::: GIVEN ENTRIES :::

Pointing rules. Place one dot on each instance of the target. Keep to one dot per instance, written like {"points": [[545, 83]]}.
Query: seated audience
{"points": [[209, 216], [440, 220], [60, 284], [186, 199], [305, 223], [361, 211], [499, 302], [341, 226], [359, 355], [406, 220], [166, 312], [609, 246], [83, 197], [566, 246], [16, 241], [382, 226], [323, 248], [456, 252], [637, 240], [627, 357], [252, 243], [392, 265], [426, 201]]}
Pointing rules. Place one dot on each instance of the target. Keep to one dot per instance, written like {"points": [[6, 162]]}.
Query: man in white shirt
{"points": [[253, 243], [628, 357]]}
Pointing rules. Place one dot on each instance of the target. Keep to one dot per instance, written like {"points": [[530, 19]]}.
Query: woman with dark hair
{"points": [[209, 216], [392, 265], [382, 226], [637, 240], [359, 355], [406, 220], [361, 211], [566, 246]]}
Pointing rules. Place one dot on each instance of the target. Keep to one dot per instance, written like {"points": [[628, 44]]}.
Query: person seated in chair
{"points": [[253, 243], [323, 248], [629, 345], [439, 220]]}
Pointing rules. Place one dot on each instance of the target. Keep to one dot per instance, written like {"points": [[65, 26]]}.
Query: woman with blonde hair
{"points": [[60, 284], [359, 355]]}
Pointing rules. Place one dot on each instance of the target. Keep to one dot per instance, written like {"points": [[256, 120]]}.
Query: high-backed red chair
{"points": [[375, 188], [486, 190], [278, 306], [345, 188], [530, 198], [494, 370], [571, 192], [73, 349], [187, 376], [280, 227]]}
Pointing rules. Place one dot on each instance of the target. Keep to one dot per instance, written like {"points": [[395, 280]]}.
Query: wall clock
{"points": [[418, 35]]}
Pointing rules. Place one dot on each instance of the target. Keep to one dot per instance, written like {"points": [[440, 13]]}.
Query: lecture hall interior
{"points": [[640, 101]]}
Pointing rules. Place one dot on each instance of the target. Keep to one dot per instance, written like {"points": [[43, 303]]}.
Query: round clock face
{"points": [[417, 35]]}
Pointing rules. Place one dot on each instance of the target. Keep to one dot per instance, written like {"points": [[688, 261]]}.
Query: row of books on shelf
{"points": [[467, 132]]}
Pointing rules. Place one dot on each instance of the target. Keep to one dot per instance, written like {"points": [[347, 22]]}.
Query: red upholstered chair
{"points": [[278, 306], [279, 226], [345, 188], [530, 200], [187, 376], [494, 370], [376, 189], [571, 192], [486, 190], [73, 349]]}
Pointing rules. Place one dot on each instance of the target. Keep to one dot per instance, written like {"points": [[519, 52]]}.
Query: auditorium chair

:::

▸ **AIM OF THE TASK**:
Pull out every line above that contains the word "with". Case counts.

▸ **WORKED SOLUTION**:
Query: woman with dark hair
Query: woman with blonde hair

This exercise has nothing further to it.